Natural language region descriptions:
_ _ _ _ _

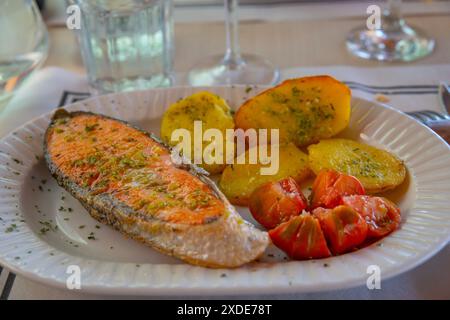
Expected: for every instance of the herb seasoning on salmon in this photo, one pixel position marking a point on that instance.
(125, 177)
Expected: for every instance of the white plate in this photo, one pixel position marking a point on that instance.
(112, 264)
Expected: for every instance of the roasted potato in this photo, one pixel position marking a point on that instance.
(305, 110)
(378, 170)
(238, 181)
(207, 107)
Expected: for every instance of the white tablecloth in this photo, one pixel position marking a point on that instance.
(407, 88)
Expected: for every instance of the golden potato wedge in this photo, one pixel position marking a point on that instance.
(304, 109)
(207, 107)
(238, 181)
(378, 170)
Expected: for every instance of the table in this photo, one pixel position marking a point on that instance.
(303, 43)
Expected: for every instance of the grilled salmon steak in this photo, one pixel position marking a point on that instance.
(126, 178)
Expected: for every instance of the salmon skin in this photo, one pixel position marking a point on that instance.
(126, 178)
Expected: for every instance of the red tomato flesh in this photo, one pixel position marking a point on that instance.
(382, 216)
(277, 202)
(330, 186)
(344, 228)
(301, 238)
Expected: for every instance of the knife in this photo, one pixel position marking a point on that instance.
(442, 127)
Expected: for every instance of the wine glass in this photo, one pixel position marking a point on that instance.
(394, 41)
(24, 44)
(234, 67)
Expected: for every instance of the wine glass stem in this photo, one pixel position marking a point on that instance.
(233, 52)
(393, 13)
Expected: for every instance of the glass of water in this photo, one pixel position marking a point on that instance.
(126, 44)
(23, 44)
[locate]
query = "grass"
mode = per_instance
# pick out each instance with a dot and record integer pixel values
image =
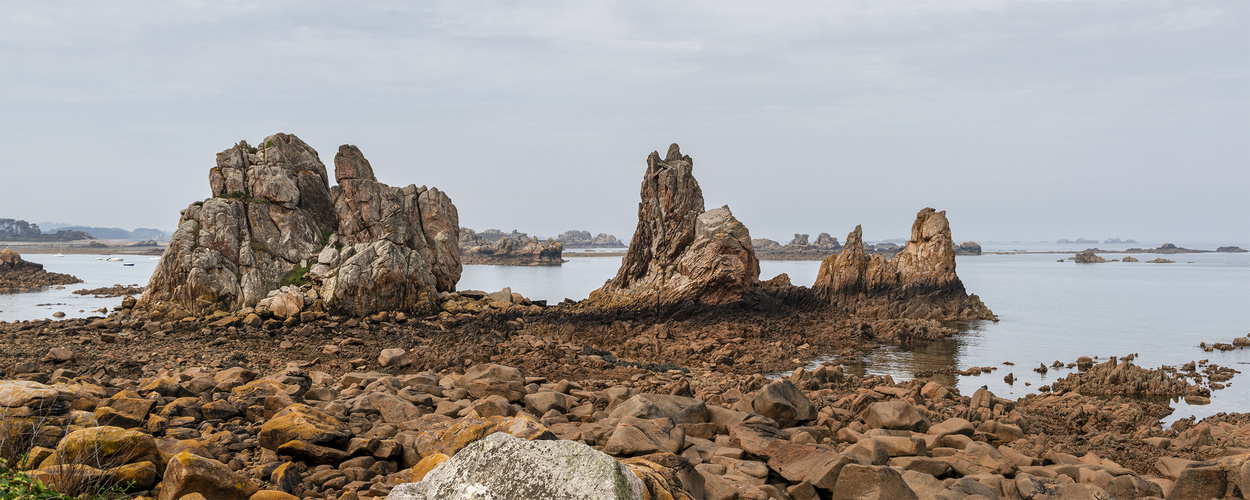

_ _ _ _ _

WORK ORDER
Although the records contain pictures, restate them word for word with those pictures left out.

EXPECTED ANSWER
Expected: for every instance of the herb seasoning on salmon in this photo, one pixel position marking a point on that instance.
(125, 177)
Expected: for every instance of the white plate in this photo, one pixel position marking a point on that instance.
(112, 264)
Expected: for every instance of the roasted potato in this photo, one pixel position marking a point on that instance.
(305, 110)
(378, 170)
(238, 181)
(207, 107)
Expected: for every instance of the white tablecloth in this photo, one pixel position marking a point on that instance.
(407, 88)
Expected: for every instance of the golden potato wedge in this photo, one pixel position marking a point on that instance.
(304, 109)
(207, 107)
(238, 181)
(378, 170)
Expected: for every instance of the table in this photo, one pixel position marking a point on that instance.
(303, 43)
Expected: for every instance of the grilled salmon steak in this photo, one pixel position marking a point on that instance.
(126, 178)
Expected: for every instance of the salmon skin in this photo, one pixel position marking a point on that instance.
(126, 178)
Expected: for every instance of the red tomato flesh in this photo, one pixel position marking a point on that instance.
(382, 216)
(277, 202)
(330, 186)
(344, 228)
(301, 238)
Expected: for every instance of the knife in this photo, one pixel position marking a point on that instance.
(442, 127)
Expected: for every instance of the wine glass in this photo, one pixel position marking a point on that instance.
(394, 41)
(24, 44)
(234, 67)
Expected: for every instance of the wine glass stem in this photo, one pixel position marking a point on that instance.
(233, 52)
(393, 13)
Expected: for every instance of the glass of water in this photo, one pixel position marking a point on that instance.
(126, 44)
(23, 44)
[locate]
query = "grass"
mode = per_instance
# pick out each instance with a dot and record integer pixel values
image =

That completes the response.